**Supplied text:**
▼

The Concord will supply your ship with the necessary gear. And of course you'll start with "signature" equipment as normal. These will be your starting personal funds.

Ozmar the Accountant


----------



## Prof Yeti (Sep 23, 2005)

Ozmar said:
			
		

> Assume max is fine.
> 
> Combat Spec = 3000
> Diplomat = 60,000
> ...




I hope you mean 6,000 for Diplomat, or I might need to change my profession.


----------



## Ozmar (Sep 23, 2005)

Prof Yeti said:
			
		

> I hope you mean 6,000 for Diplomat, or I might need to change my profession.




Uhm... yeah. I can multiply.   

I'll edit it.


----------



## Hammerhead (Sep 23, 2005)

I am playing a Sesheyan investigator/bodyguard freed by Voidcorp...and I'm not sure Sesheyans even have toes, at least as we know them. 

Ozmar, I might know you, but it's unlikely. I go the University of Minnesota and get my gaming fix from the club there. Know anyone who goes to that?


----------



## Ozmar (Sep 23, 2005)

Hammerhead said:
			
		

> Ozmar, I might know you, but it's unlikely. I go the University of Minnesota and get my gaming fix from the club there. Know anyone who goes to that?

▲

**About this task:** In the forum thread, what character is Hammerhead playing? The material has nothing to do with the forum thread.

**Data to examine:**
▼

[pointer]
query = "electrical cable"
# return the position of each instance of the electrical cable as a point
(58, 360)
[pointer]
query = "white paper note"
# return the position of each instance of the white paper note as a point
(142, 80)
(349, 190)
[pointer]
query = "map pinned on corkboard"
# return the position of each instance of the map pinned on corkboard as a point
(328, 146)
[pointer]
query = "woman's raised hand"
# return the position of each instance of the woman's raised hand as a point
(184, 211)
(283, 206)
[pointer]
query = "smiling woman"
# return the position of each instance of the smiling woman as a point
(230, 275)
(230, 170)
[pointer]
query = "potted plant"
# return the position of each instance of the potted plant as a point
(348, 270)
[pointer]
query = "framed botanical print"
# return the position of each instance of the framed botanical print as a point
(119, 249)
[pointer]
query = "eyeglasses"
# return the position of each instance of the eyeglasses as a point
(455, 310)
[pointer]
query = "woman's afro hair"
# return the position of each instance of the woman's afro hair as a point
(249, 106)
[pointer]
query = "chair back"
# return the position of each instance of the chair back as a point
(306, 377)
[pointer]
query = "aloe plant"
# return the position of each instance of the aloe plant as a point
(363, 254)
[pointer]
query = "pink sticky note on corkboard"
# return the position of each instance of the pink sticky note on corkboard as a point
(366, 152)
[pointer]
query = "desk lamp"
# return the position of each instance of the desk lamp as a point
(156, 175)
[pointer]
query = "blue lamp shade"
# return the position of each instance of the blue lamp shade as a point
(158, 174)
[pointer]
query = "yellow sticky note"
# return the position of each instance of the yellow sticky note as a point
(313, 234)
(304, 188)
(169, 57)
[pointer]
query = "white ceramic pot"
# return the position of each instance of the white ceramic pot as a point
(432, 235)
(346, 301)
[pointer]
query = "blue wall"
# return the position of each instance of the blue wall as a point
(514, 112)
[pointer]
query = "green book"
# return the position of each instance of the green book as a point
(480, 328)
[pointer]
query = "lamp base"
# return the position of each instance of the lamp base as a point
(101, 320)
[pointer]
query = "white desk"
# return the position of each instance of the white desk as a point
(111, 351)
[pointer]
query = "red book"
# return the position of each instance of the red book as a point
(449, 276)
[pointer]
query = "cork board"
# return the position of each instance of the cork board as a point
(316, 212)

▲

**Your solution:** A Sesheyan investigator/bodyguard freed by Voidcorp.